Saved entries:
#####
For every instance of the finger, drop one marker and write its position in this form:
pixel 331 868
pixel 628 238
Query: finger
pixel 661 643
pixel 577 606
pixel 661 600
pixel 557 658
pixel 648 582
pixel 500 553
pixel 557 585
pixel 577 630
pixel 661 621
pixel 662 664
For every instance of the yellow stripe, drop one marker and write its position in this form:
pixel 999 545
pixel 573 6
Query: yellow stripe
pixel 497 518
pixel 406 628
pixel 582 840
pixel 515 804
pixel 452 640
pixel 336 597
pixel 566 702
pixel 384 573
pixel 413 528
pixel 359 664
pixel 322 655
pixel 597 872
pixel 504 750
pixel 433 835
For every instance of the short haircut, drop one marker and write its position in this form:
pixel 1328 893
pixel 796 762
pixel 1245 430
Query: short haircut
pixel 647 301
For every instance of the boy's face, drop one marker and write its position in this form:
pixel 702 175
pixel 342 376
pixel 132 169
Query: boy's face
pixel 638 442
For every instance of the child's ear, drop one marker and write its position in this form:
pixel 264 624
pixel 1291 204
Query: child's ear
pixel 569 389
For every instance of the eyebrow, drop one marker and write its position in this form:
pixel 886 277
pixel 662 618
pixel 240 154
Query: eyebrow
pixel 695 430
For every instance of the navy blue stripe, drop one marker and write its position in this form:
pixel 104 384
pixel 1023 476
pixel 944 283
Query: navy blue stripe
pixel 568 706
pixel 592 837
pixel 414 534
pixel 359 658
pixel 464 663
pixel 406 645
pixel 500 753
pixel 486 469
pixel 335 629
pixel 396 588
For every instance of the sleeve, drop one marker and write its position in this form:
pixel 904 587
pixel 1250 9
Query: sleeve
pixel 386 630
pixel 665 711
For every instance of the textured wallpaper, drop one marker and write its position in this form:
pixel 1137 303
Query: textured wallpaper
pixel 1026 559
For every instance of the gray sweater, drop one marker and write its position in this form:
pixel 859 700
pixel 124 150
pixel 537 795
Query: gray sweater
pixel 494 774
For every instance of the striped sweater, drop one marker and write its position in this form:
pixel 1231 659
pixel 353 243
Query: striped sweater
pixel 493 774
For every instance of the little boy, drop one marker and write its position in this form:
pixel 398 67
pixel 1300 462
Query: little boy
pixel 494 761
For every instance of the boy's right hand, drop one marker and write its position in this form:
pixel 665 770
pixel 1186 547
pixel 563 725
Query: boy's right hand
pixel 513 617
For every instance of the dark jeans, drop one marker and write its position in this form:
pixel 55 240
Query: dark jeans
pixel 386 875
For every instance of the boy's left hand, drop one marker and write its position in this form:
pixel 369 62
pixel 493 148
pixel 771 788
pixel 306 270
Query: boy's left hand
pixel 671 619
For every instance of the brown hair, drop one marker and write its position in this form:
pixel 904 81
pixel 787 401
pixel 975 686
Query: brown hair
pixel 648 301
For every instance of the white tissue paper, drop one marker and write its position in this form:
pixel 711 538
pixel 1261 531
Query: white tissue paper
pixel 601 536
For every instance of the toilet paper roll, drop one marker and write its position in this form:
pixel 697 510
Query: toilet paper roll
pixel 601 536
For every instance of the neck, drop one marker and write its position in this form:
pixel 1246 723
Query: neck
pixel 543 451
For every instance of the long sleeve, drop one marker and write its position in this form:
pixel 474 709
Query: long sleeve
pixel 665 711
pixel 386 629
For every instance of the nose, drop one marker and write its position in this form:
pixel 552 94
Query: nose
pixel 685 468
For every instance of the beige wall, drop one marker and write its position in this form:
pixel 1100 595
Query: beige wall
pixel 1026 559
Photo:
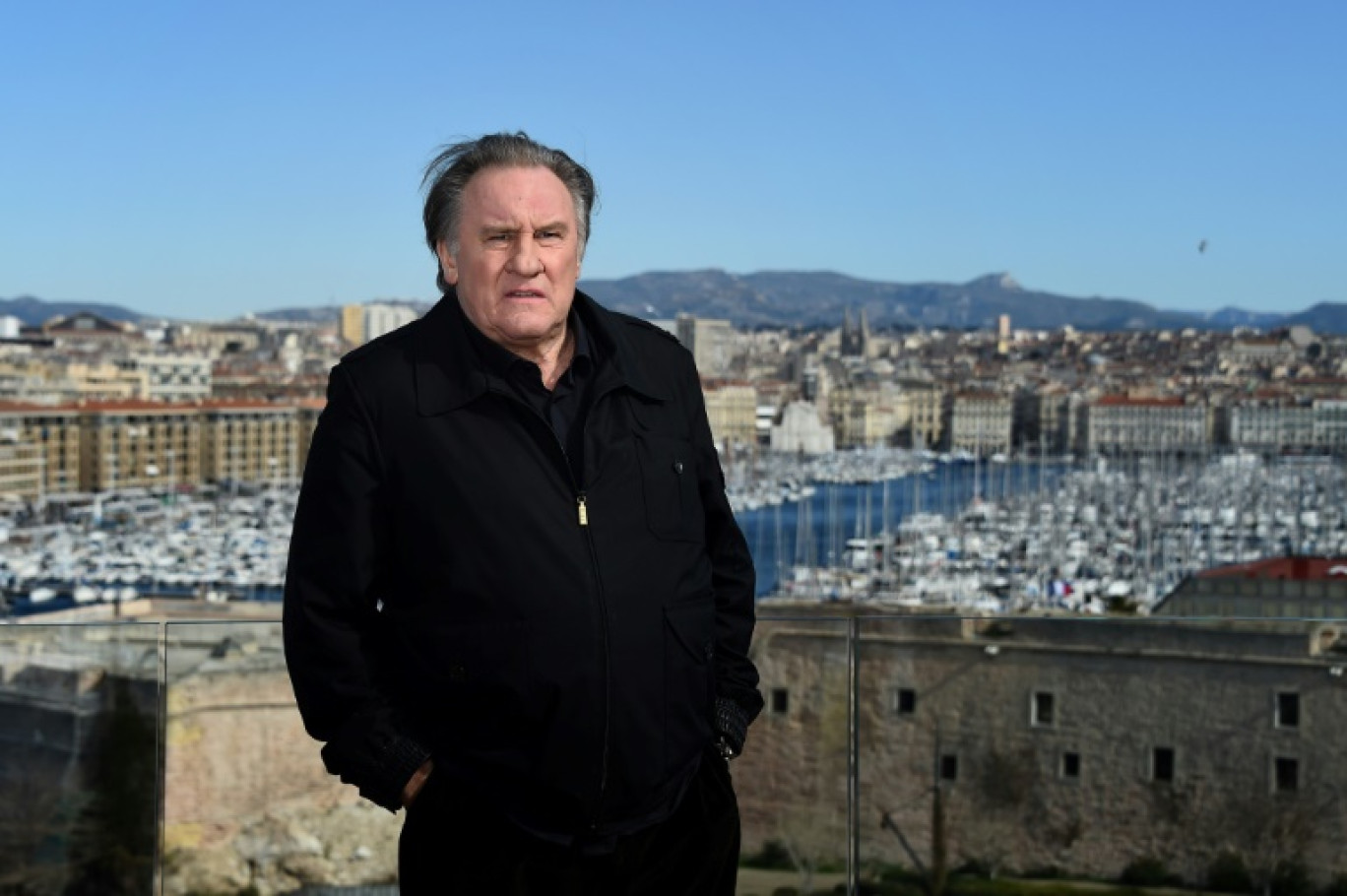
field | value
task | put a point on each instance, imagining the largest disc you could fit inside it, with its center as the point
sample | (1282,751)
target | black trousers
(450,849)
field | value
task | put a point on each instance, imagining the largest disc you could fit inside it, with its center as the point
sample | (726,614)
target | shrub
(1336,887)
(773,856)
(1046,872)
(1149,872)
(1291,877)
(1227,873)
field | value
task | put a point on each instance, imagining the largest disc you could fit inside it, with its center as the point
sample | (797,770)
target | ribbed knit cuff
(732,723)
(380,768)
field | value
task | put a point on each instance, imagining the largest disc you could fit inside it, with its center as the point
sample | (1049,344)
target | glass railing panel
(1140,750)
(793,778)
(247,800)
(79,757)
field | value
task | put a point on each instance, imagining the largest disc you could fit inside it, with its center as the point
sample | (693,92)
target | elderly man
(517,603)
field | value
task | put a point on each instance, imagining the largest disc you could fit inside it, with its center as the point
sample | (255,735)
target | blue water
(837,512)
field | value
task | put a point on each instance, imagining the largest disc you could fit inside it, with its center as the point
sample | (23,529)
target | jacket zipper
(582,514)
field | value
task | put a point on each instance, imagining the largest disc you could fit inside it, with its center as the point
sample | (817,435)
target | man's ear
(447,264)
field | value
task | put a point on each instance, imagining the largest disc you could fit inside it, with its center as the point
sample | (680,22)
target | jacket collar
(449,373)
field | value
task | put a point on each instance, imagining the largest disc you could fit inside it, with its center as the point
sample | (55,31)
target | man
(517,603)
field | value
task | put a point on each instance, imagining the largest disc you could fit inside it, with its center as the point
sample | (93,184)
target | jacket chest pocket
(669,482)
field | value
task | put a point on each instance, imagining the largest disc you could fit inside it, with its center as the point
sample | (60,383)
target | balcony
(896,753)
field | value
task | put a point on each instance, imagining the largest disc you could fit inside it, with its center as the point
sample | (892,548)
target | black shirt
(562,407)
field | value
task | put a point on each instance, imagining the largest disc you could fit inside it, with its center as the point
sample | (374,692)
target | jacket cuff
(380,764)
(732,724)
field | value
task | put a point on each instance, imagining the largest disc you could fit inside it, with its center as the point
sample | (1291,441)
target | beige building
(168,377)
(55,435)
(926,405)
(711,343)
(139,445)
(21,472)
(353,324)
(249,442)
(867,417)
(982,422)
(732,410)
(1120,423)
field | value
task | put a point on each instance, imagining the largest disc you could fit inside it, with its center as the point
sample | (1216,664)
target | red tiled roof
#####
▶ [Try it]:
Print exactly the stretch of lines beginning with the one that holds "sample | (374,692)" and ending at the last line above.

▶ [Response to this exercise]:
sample | (374,692)
target | jacket cuff
(380,764)
(732,724)
field | value
task | put a point on each instance, imagining the largest disc you could fit inside it, with its center as the point
sample | (1291,441)
target | beige building
(168,377)
(55,435)
(926,405)
(711,343)
(139,445)
(21,472)
(353,324)
(249,442)
(867,417)
(982,422)
(732,410)
(1120,423)
field | value
task | put a point on each instance, imagining the largest disc you could fit inside it, with its center as the point
sample | (1216,664)
target | red tiled roof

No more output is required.